===== TEKS DITAMPILKAN =====

Loading...
EKONOMI
Penulis: Prasasta Widiadi 10:31 WIB | Kamis, 11 Desember 2014

Satu Bank Tidak Lolos "Stress Test" BI

Direktur Eksekutif untuk Kebijakan Makro Prudensial Bank Indonesia (BI), Darsono (kiri) (Foto: Prasasta Widiadi)

Bank Indonesia menyatakan sebagian besar bank-bank di Indonesia memiliki daya tahan dan lulus dari stress test yang dilakukan oleh BI. Hanya ada satu bank yang Non Performing Loan (NPL) atau kredit bermasalahnya melonjak sampai 5,75 persen.

Hal ini disampaikan oleh Direktur Eksekutif untuk Kebijakan Makro Prudensial Bank Indonesia (BI), Darsono pada  acara Diskusi Kajian Stabilitas Keuangan bertema Menjaga Stabilitas Keuangan di Tengah Perlambatan Pertumbuhan Ekonomi, di Gedung Bank Indonesia, Jalan M.H. Thamrin, Jakarta Pusat, Rabu (10/12).

“Industri perbankan kita saat ini masih memiliki daya tahan yang sangat panjang dan cukup memadai karena beberapa (dari bank swasta dan pemerintah) telah melalui stress test yang menguji daya tahan perbankan kita,” kata Darsono.

"Setelah stress test dilakukan, bank-bank kita masih sehat. Hanya ada 1 bank yang NPL-nya melonjak sampai 5,75%," kata Darsono, yang enggan menyebutkan nama bank itu.

Stress test merupakan sebuah uji kekuatan finansial bank, apakah nantinya bisa melewati masa-masa sulit. Bank harus menyediakan data-data kepada regulator dan harus menjalankan beberapa skenario sendiri untuk mengelola risiko dalam stress test tersebut.

Disamping melakukan stress test terhadap bank, BI juga melakukan uji ketahanan terhadap korporasi, karena industri besar membutuhkan kepastian pada nilai tukar mata uang.

“Dan kami memiliki data beberapa korporasi yang akan mengalami uncertain (ketidakpastian) apabila nilai tukar rupiah terus melemah,” Darsono menambahkan.

Bank Indonesia memperkirakan kredit macet akan meningkat pada akhir tahun ini menjadi 2,4 persen dari sisa pinjaman yang ada, naik dari 1,8 persen pada akhir 2013.

Bank sentral tersebut memperkirakan pertumbuhan pinjaman tahunan akan berada pada kecepatan terendah sejak 2010, pada 11 persen sampai 12 persen, atau lebih sedikit dari setengah angka tahun lalu yang mencapai 21,4 persen.

BI, kata Darsono menginginkan bank nasional harus memperlihatkan tingkat efisiensi. “Efisiensi perbankan Indonesia belum sebaik negara-negara tetangga,” Darsono mengakhiri penjelasannya.

===== BARIS DATA =====

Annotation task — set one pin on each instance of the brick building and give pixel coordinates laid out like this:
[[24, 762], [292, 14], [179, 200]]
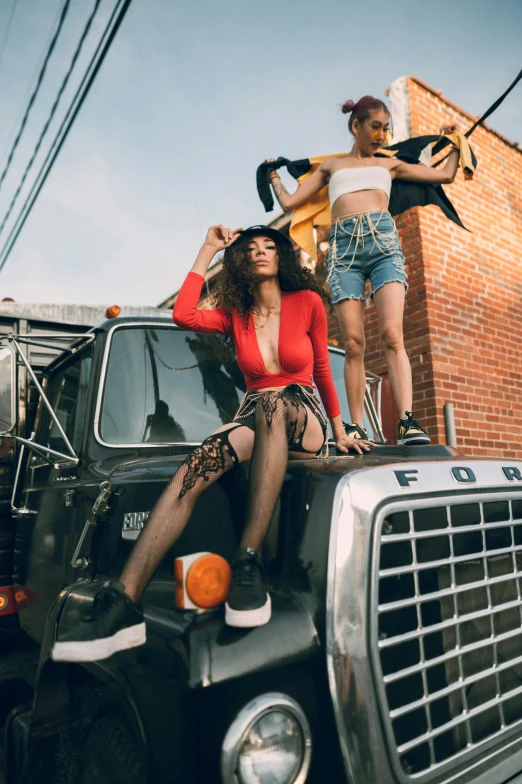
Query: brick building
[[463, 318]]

=====
===== BARIS DATA =====

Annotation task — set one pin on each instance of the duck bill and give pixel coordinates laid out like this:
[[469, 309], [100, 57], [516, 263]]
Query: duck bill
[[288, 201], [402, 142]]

=====

→ TUJUAN 1: Salin bagian berita tentang stress test Bank Indonesia mulai dari "Stress test merupakan" hingga "stress test tersebut.", termasuk kedua bagian tersebut.
→ TUJUAN 2: Menurut berita tentang stress test Bank Indonesia, berapa perkiraan tingkat kredit macet pada akhir tahun ini?
→ TUJUAN 3: Teruskan berita tentang stress test Bank Indonesia setelah kalimat terakhirnya.

→ HASIL LATIHAN 1:
Stress test merupakan sebuah uji kekuatan finansial bank, apakah nantinya bisa melewati masa-masa sulit. Bank harus menyediakan data-data kepada regulator dan harus menjalankan beberapa skenario sendiri untuk mengelola risiko dalam stress test tersebut.

→ HASIL LATIHAN 2: 2,4 persen dari sisa pinjaman yang ada.

→ HASIL LATIHAN 3:
Dampak Pelemahan Kurs

Oktober lalu hasil stress test BI menunjukkan sistem keuangan Indonesia memiliki daya tahan yang kuat dalam menghadapi pembalikan modal asing. Simulasi tersebut dilakukan dengan melihat dampak pelemahan nilai tukar dan penurunan harga aset terhadap ketahanan perbankan. BI juga memperluas cakupan dalam asesmen ketahanan sistem keuangan tersebut, antara lain dengan melibatkan ketahanan sektor korporasi dan rumah tangga, sebagai sektor penerima pembiayaan dari perbankan.

Dari sisi permodalan bank, hasil stress test menunjukkan bahwa perbankan Indonesia relatif tidak memiliki masalah terhadap pelemahan kurs. Beberapa bank bahkan mendapatkan windfall atau diuntungkan karena posisi valas yang dimiliki lebih besar dari kewajiban valas (long valas).

Sementara itu, koreksi harga Surat Berharga Negara (SBN) dengan skenario terburuk, yaitu harga SBN turun 25%, menunjukkan penurunan CAR hanya sebesar 147 bps. Penurunan CAR terbesar sebagai dampak penurunan harga SBN dialami bank BUKU 4 yang merupakan bank-bank dengan permodalan terbesar. Hal ini disebabkan bank BUKU 4 memiliki portofolio SBN yang cukup besar.

Secara lebih lanjut, stress test secara terintegrasi dengan melibatkan risiko pasar dan risiko kredit juga menunjukkan CAR Industri dan tiap kelompok BUKU masih cukup kuat diatas 8%. Dari sisi ketahanan likuiditas bank, penurunan likuiditas yang lebih dalam tampaknya hanya akan dialami oleh beberapa bank dengan permodalan yang kecil. Meski demikian, kondisi ketersediaan likuiditas pada bank-bank tersebut masih dalam level yang memadai.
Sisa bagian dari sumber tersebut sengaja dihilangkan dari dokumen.